__Problem description__:
Read the records and write them out again exactly.

─── Data to use

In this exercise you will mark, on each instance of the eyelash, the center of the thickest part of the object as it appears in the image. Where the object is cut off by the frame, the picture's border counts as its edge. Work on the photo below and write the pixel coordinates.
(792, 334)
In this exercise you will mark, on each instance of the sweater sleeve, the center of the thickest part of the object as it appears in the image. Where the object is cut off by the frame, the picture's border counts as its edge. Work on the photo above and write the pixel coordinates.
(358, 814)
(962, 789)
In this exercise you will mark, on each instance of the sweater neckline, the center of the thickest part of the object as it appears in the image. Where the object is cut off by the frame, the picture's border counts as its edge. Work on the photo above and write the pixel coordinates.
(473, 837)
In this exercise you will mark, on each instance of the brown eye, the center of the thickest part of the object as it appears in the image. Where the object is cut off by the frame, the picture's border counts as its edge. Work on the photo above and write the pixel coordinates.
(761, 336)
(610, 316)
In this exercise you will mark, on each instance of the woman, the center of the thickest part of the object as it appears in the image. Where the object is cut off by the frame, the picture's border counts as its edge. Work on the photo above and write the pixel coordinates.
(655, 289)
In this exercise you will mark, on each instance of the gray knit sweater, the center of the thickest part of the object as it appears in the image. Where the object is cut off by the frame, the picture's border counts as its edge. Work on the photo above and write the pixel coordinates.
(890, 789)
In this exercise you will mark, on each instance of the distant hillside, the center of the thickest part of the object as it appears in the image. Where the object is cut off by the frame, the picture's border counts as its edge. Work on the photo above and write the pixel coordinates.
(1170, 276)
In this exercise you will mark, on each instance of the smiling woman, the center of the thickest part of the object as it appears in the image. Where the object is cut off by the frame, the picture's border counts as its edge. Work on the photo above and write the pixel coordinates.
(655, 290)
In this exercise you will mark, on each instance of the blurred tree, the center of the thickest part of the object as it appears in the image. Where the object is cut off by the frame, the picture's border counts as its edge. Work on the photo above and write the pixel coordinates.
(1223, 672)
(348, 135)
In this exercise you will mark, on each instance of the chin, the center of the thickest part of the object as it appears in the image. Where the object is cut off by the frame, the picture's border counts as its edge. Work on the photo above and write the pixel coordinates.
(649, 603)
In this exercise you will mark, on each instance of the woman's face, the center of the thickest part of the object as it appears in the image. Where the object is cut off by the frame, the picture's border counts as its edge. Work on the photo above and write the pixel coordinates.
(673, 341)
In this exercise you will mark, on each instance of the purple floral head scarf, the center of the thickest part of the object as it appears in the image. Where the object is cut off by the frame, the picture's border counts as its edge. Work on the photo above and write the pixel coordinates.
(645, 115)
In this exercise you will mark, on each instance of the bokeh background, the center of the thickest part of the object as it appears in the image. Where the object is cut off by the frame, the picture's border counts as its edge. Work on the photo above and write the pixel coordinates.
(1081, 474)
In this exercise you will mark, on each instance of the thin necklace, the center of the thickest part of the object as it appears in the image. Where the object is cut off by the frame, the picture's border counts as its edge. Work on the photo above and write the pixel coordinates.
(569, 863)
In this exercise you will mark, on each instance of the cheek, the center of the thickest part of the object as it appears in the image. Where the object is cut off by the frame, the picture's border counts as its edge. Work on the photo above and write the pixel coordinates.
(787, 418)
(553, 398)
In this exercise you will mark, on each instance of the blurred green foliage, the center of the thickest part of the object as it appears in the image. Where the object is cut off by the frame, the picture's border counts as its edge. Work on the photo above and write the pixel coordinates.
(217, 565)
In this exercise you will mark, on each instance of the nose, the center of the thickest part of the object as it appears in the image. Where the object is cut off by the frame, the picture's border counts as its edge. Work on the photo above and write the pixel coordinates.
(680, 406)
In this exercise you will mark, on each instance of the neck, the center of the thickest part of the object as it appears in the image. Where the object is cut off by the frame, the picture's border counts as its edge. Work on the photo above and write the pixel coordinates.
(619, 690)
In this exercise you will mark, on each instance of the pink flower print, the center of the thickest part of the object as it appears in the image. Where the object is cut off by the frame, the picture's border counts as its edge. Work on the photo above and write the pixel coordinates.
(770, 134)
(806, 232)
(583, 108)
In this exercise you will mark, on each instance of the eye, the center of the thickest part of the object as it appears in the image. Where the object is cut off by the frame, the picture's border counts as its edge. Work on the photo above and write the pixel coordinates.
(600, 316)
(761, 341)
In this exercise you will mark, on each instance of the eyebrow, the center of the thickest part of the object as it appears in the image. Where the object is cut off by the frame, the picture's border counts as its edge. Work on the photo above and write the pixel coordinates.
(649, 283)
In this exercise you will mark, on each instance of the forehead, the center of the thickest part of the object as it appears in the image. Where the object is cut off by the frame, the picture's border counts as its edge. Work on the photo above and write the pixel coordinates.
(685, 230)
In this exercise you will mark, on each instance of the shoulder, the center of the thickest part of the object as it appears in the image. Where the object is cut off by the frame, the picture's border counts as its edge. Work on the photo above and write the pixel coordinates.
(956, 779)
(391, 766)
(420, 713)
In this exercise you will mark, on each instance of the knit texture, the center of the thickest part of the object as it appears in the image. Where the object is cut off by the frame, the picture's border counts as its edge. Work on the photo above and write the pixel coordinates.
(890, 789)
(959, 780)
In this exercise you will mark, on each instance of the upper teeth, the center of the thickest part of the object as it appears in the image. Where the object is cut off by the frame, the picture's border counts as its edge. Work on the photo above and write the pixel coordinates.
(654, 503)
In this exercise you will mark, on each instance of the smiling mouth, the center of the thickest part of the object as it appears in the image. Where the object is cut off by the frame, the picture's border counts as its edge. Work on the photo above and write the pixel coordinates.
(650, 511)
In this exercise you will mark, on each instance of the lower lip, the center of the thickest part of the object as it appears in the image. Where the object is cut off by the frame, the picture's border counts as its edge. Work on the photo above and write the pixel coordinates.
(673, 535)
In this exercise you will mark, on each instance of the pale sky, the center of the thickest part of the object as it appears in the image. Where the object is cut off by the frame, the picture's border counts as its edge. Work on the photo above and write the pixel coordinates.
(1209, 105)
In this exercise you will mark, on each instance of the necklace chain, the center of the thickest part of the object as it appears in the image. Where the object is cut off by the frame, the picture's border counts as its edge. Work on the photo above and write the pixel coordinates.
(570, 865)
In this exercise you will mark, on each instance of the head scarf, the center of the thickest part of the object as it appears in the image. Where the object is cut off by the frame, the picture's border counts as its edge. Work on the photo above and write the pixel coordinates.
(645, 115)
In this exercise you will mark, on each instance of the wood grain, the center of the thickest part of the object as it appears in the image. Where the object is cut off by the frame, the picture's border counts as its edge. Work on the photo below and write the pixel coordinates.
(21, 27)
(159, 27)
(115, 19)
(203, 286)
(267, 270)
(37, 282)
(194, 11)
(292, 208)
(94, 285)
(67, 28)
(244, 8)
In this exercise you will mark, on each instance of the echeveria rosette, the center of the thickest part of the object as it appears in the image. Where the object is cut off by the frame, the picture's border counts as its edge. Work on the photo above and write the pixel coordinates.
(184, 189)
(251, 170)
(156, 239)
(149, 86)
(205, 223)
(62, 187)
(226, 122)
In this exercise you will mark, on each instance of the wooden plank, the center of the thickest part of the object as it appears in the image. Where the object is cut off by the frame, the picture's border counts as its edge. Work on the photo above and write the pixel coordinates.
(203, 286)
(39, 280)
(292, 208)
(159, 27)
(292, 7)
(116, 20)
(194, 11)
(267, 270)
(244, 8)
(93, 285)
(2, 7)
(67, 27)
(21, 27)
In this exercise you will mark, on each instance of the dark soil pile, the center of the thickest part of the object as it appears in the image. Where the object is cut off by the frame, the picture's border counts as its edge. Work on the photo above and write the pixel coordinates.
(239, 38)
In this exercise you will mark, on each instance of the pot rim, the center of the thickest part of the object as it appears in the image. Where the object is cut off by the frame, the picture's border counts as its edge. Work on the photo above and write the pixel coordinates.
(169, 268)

──────

__Response below__:
In this exercise you will mark, on each instance of the eyelash, the center of the thickest part of the object as it appears in the image. Where the object is cut off by the frame, the picture's border counts as its edge. Work on the photo below and write the pixel coordinates.
(792, 334)
In this exercise you will mark, on each instance of the sweater sleeve, the center of the thickest part of the object as it appears in the image. Where the object is cut off by the frame, the picture's border counts as its edge. Work on the photo above and write the pixel coordinates.
(358, 814)
(962, 789)
In this exercise you will mark, on each instance of the sweater neckline, the center of the thickest part of the object as it appears in the image. Where the object is cut off by the frame, the picture's border counts as its edge. Work on the photo above and write the pixel coordinates.
(473, 837)
In this exercise you will mark, on each instance of the brown eye, the center of the thickest part of the object as it appears in the image. Where the object is cut off by the frame, the picture's border counts as its edge. Work on the photo above and write the pixel coordinates.
(761, 336)
(610, 316)
In this exercise you will mark, on each instance of the woman, the center of the thickest part of the object as it appears in the image. Where the object is cut off by the frame, the picture's border counts as its edge. Work on the photo above and write the pixel coordinates.
(655, 289)
In this exercise you will mark, on each instance of the gray knit sweater, the center of the thickest part of the object as it appears in the image. Where the object is cut off by the frame, the picture's border counts as its edge. Work on the photo above and write the pixel coordinates.
(890, 789)
In this exercise you will mark, on each instance of the distant hillside, the center of the thickest part of the object as it appears in the image. Where the object is cut off by the frame, the picture's border counts as its edge. Work on the photo above and write the pixel coordinates.
(1170, 276)
In this exercise you will mark, on each instance of the smiling woman, the center of the thickest part of the object as it appears in the image. Where the object is cut off by the frame, the picture's border counts as its edge. Work on the photo above and write the pixel coordinates.
(655, 290)
In this exercise you will mark, on each instance of the blurred tree, the center of the thickest part of the object as it appears in the image. Where the object is cut off by the frame, the picture's border counts as its edge. Work on the photo above and write the pixel coordinates.
(1223, 672)
(348, 135)
In this exercise you will mark, on each instance of the chin, the center of the thickest part of the object as it appears in the image. Where the object is cut off by the frame, the picture's border counts as its edge. Work on the photo above and write the pixel coordinates.
(649, 603)
In this exercise you will mark, on each instance of the woman's face, the center of the thickest part of the object as it appears in the image. Where the object is cut off by the frame, the picture's border counts as its edge. Work on the photo above and write the pixel coordinates.
(673, 341)
In this exercise you will mark, on each instance of the purple floral head scarf, the center of the thickest part of the object as it appears in the image. Where the object is cut off by the frame, the picture's border counts as its edge. Work on the photo above and write the pixel coordinates.
(645, 115)
In this exercise you will mark, on each instance of the bokeh background, the center of the thickest part of the object as it appears in the image. Where the object is cut off by the frame, the picture's border counts as its edge. Work on the photo above and write the pixel coordinates.
(1081, 474)
In this exercise you will mark, on each instance of the thin necklace, the center of the thickest part of the object as it appears in the image. Where the object is cut off by the frame, the picture's border counts as its edge. Work on the photo above and write the pixel coordinates.
(569, 863)
In this exercise you will mark, on each instance of the cheek, the center of the thickest part of the object as it appears in the image. Where the object is cut off by the frame, the picture's border counts as its edge. Work on the photo above and write the pixel coordinates.
(787, 418)
(553, 398)
In this exercise you will mark, on each instance of the blurred green foliage, the center of the thickest part of the object as it appears in the image. Where the object is cut off by the frame, the picture's border counts as its edge. Work on the photo above and write the pixel coordinates.
(217, 565)
In this exercise you will mark, on each instance of the nose, the center of the thickest part of the object as it appears in the image. Where the object is cut off by the frame, the picture's border counts as its edge. Work on the photo above and write the pixel coordinates.
(680, 406)
In this exercise you will mark, on each instance of the neck, the center of the thickest part of the object as it appears in the image. Where the object is cut off by the frame, the picture's border counts as its edge. Work on the photo above and write the pixel coordinates.
(619, 690)
In this exercise you will mark, on each instance of the pink flower print, the center of the thickest part of the object as it appears in the image. Where the object is cut off by the frame, the picture's border counts as its edge. Work on the photo above and write the pixel coordinates.
(770, 134)
(806, 232)
(583, 108)
In this exercise you will mark, on each instance of the eye, the center of the thickest part of the object as it appears in the image. Where the object is cut off by the frame, the picture's border counts as its edge. Work on the photo above and write the pixel coordinates.
(600, 316)
(761, 341)
In this exercise you will mark, on each instance of the eyebrow, the center of the thickest part of the object as it appears in the image. Where the object is cut off by the frame, the picture's border counts as its edge. Work on the photo above and write the pixel coordinates.
(649, 283)
In this exercise you will mark, on each instance of the forehead, the center of the thickest part of the object as it appears in the image. Where the object is cut off by the frame, the picture's border counts as its edge. Work on the photo above and write the pixel coordinates.
(685, 230)
In this exercise you will mark, on each instance of the shoulder, the center of the thickest part of the object as it appears in the image. Where the object is cut off by the frame, the picture's border counts as its edge. Work on the photo above and write the pixel coordinates.
(956, 779)
(391, 766)
(420, 713)
In this exercise you will mark, on each instance of the knit texture, the center of the thickest part of the object as it appears in the image. Where the object is cut off by the frame, the picture's border counts as its edge. Work on the photo above and write the pixel coordinates.
(890, 789)
(959, 780)
In this exercise you will mark, on each instance of the upper teeth, the center of the thickest part of the object as it appears in the image. Where the object is cut off by the frame, the picture's border counts as its edge. Work on the photo above and write the pixel coordinates.
(654, 503)
In this exercise you will mark, on each instance of the smiling mouth, the center of the thickest part of the object as it appears in the image. Where the object is cut off by the frame, the picture's border counts as its edge. Work on the photo above and write the pixel coordinates.
(650, 511)
In this exercise you will mark, on each instance of the lower lip, the center of the thickest part of the object as it appears in the image. Where the object is cut off by the frame, the picture's border counts as its edge. Work on the photo above and write the pixel coordinates.
(673, 535)
In this exercise you will mark, on each instance of the pale sky, the center of the thickest part of the object as it appears in the image. Where the object is cut off by the frame, the picture's border counts as its edge. Work on the photo above and write the pixel coordinates.
(1209, 105)
In this exercise you will mark, on each instance of the necklace chain, the center of the thickest part of the object as it appears in the image. Where the object is cut off by the frame, the picture's border counts as its edge. Work on the photo above and write the pixel coordinates.
(570, 865)
In this exercise you will mark, on each instance of the head scarf, the center of the thickest part of the object as it appears in the image. Where the object is cut off by the frame, the picture's border counts as its edge. Work on the photo above and write the pixel coordinates.
(645, 115)
In this exercise you will mark, on each instance of the wood grain, the center of the thickest part of the object as it appears in the image. Where the object is cut off by the frame, the picture's border counts as its edge. Work on the photo below and write the pixel coordinates.
(21, 27)
(159, 27)
(115, 19)
(203, 286)
(267, 270)
(37, 282)
(194, 11)
(292, 208)
(94, 285)
(67, 28)
(244, 8)
In this exercise you will mark, on each instance of the echeveria rosette, the center of the thickest part of the object as it appears in the image. Where the object is cut off by the frame, the picture's border counts as its edge. Work on the photo above and write the pixel coordinates.
(184, 189)
(251, 170)
(156, 239)
(149, 86)
(205, 223)
(62, 187)
(226, 122)
In this exercise you will mark, on each instance of the wooden plank, the center of the thickest part of the object as it appears in the image. Where the object is cut off by the frame, the picture's border counts as its edge. Work on the photo above and write the pixel coordinates.
(203, 286)
(39, 280)
(292, 208)
(159, 27)
(292, 7)
(116, 20)
(194, 11)
(267, 270)
(244, 8)
(93, 285)
(2, 7)
(67, 27)
(21, 27)
In this exercise you will mark, on each instance of the dark soil pile, the center of the thickest part of the object as it appears in the image. Where the object is cut off by the frame, the picture's border counts as its edge. Work on the photo above and write the pixel coordinates.
(239, 38)
In this exercise you will mark, on each instance of the pot rim, the center of the thickest part of the object as it appears in the image. Where the object is cut off by the frame, the picture's border counts as its edge. Work on the photo above and write the pixel coordinates.
(169, 268)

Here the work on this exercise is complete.